= Text to read =
You are viewing a plain text version of this content. The canonical link for it is here.

Posted to common-dev@hadoop.apache.org by 심탁길 <10...@nhncorp.com> on 2008/09/26 08:26:37 UTC

Jobtracker is out of memory with 100,000 dummy map tasks job

 
Hi all
 
Recently I tried 100,000 dummy map tasks job on the 100ea node(2GB, Dual Core, 64Bit machine, Version: 0.16.4) cluster
 
Map task does nothing but sleeping one minute
 
I found that Jobtracker(1GB Heap) consumes about 650MB of heap memory when the job is 50% done.
 
After all, the job failed at the 90% of progress because Jobtracker hanged up(?) due to out of memory.
 
how do you handle this kind of issue? 
 
another related issue:
 
while the above job was being processed, I clicked on the "Pending" on jobdatails.jsp of web UI
 
then, Jobtracker consumed 100% of CPU. and 100% CPU status lasted a couple of minutes

Re: Jobtracker is out of memory with 100,000 dummy map tasks job

Posted by Arun C Murthy <ac...@yahoo-inc.com>.

On Sep 25, 2008, at 11:26 PM, 심탁길 wrote:

>
> Hi all
>
> Recently I tried 100,000 dummy map tasks job on the 100ea node(2GB,  
> Dual Core, 64Bit machine, Version: 0.16.4) cluster
>
> Map task does nothing but sleeping one minute
>
> I found that Jobtracker(1GB Heap) consumes about 650MB of heap  
> memory when the job is 50% done.

= Data listing =
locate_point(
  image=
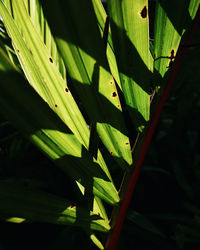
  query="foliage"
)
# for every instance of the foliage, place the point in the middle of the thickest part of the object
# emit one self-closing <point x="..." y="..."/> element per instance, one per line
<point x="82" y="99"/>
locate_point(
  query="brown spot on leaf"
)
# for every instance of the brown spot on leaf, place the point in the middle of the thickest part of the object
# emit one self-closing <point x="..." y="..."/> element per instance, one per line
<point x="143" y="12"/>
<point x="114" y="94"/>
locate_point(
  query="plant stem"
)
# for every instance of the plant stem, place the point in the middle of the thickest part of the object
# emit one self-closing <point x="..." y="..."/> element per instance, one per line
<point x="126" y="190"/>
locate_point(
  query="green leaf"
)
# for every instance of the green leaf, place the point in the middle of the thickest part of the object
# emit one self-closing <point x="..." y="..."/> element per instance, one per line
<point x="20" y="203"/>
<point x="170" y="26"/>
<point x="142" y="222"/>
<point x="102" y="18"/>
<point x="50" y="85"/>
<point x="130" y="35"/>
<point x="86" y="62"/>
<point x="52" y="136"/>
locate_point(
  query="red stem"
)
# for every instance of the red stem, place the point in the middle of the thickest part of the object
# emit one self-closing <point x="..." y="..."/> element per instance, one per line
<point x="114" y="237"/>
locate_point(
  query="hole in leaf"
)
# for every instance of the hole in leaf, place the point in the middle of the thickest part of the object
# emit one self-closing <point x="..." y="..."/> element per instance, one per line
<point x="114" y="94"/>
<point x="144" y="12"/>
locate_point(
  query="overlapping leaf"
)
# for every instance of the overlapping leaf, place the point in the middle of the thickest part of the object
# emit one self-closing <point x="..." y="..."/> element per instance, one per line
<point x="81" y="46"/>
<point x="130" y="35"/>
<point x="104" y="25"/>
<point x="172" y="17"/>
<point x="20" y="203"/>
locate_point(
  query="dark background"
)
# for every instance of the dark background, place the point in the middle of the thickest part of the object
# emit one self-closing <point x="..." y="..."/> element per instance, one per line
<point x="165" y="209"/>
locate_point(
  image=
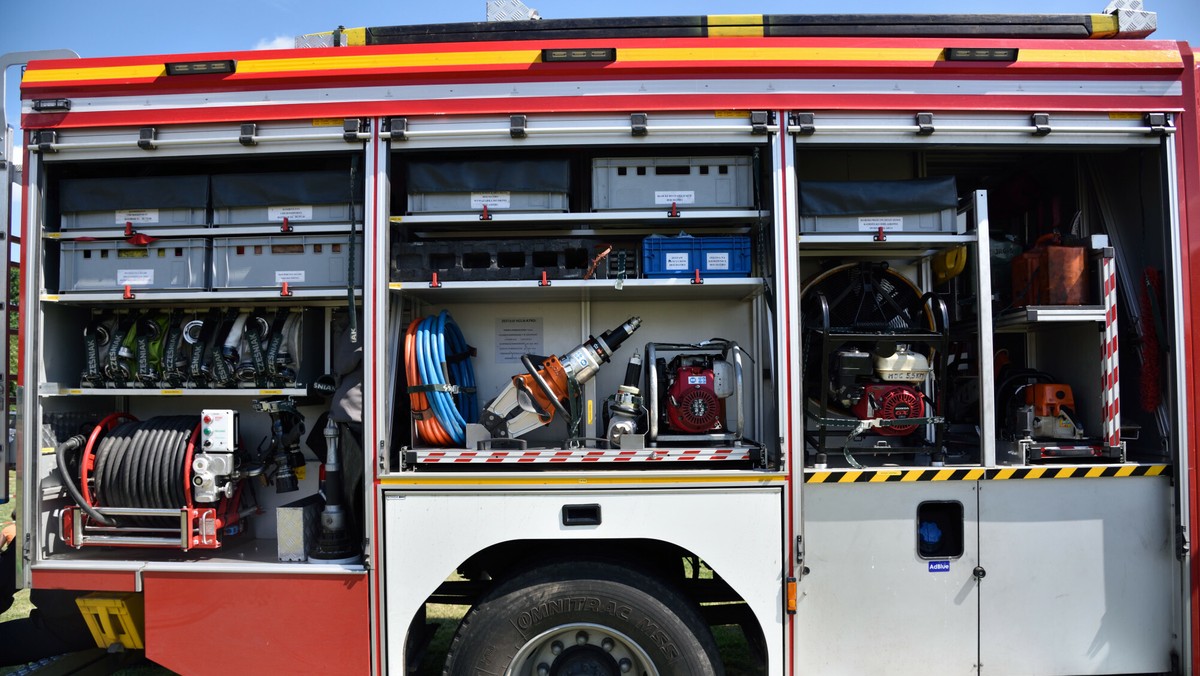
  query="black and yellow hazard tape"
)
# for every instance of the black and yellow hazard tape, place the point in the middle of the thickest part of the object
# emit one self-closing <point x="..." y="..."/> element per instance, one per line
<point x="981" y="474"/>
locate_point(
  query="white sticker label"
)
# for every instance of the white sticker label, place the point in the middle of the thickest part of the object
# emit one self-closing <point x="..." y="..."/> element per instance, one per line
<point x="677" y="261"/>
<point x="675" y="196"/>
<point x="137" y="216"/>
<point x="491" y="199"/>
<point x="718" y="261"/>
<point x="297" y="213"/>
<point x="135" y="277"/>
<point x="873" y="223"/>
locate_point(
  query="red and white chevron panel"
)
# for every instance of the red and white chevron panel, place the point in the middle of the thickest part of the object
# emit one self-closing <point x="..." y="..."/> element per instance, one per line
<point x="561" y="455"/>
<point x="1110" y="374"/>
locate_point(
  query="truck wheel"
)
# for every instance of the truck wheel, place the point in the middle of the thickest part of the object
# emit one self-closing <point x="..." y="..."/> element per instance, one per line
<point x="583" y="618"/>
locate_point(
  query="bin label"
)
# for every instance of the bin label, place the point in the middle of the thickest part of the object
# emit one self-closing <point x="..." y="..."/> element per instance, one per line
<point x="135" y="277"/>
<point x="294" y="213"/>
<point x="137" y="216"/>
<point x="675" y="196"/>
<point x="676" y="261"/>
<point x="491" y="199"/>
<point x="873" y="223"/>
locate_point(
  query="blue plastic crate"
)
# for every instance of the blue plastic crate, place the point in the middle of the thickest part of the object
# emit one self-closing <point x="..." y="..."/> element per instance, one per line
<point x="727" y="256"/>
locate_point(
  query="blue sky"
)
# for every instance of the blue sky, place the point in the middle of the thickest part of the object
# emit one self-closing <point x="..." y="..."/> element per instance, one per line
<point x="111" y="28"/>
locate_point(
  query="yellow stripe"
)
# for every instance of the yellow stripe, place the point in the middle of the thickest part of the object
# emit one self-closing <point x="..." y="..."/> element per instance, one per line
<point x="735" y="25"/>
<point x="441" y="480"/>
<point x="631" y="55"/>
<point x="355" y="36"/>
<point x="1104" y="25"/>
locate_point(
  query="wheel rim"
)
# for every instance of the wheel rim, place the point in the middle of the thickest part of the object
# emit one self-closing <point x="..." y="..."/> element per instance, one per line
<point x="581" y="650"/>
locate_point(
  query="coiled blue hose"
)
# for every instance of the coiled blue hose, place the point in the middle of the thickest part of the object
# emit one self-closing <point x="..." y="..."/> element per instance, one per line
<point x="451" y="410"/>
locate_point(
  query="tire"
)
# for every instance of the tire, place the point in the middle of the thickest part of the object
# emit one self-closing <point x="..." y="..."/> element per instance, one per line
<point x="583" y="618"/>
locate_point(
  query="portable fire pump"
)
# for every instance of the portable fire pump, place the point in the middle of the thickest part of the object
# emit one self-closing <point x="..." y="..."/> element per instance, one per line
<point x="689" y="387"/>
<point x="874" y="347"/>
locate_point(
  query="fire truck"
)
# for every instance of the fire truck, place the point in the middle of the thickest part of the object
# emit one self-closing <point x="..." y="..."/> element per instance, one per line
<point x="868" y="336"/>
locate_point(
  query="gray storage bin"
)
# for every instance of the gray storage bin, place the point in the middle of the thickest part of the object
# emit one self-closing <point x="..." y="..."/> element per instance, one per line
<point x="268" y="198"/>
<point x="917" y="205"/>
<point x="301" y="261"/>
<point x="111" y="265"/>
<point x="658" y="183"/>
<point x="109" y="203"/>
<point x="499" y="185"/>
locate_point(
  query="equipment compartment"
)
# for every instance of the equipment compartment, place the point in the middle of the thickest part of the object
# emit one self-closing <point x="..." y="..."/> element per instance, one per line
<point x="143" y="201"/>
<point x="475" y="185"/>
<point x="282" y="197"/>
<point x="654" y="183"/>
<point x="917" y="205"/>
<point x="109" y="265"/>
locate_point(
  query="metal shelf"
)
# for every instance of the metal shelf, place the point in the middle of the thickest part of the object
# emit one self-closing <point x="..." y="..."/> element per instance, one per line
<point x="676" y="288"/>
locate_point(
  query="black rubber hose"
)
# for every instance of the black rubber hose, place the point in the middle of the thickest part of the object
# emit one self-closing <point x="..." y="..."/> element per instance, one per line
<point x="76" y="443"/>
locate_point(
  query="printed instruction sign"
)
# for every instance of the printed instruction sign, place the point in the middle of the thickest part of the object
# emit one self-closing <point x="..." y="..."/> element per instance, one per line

= Required task =
Write the next part of the mailing-list thread about the Jobtracker running out of memory, starting right after its last line.

= Response to the exercise =
>
> After all, the job failed at the 90% of progress because Jobtracker  
> hanged up(?) due to out of memory.
>

Funny that you bring this up today... I just now concluded that we  
need to port
https://issues.apache.org/jira/browse/HADOOP-3670 to 0.17 branch to  
fix a sluggish JobTracker who was spending all his time doing GC.

Please upgrade to 0.18 if you can, immdediately! *smile*

Arun

> how do you handle this kind of issue?
>
> another related issue:
>
> while the above job was being processed, I clicked on the "Pending"  
> on jobdatails.jsp of web UI
>
> then, Jobtracker consumed 100% of CPU. and 100% CPU status lasted a  
> couple of minutes
>

Re: Jobtracker is out of memory with 100,000 dummy map tasks job

Posted by Amar Kamat <am...@yahoo-inc.com>.

Amar Kamat wrote:
> Ted Dunning wrote:
>> Why do you try to do 100,000 map tasks?  Also, do you mean that you 
>> had 100
>> nodes, each with 2GB?  If so, that is much too small a machine to try 
>> to run
>> 1000 tasks on.  It is much better to run about the same number of 
>> tasks per
>> machine as you have cores (2-3 in your case).   Then you can easily 
>> split
>> your input into 100,000 pieces which will run in sequence.  For most
>> problems, however, it is better to let the system split your data so 
>> that
>> you get a few tens of seconds of work per split.  It is inefficient 
>> to have
>> very short tasks and it is inconvenient to have long-running tasks.
>>
>> On Thu, Sep 25, 2008 at 11:26 PM, 심탁길 <10...@nhncorp.com> wrote:
>>
>>  
>>> Hi all
>>>
>>> Recently I tried 100,000 dummy map tasks job on the 100ea node(2GB, 
>>> Dual
>>> Core, 64Bit machine, Version: 0.16.4) cluster
>>>     
> I assume you are using hadoop-0.16.4. This issue got fixed in 
> hadoop-0.17 where the JT was made a bit more efficient in terms of 
> handling large number of fast finishing maps. See  HADOOP-2119 for 
> more details.
I meant http://issues.apache.org/jira/browse/HADOOP-2119.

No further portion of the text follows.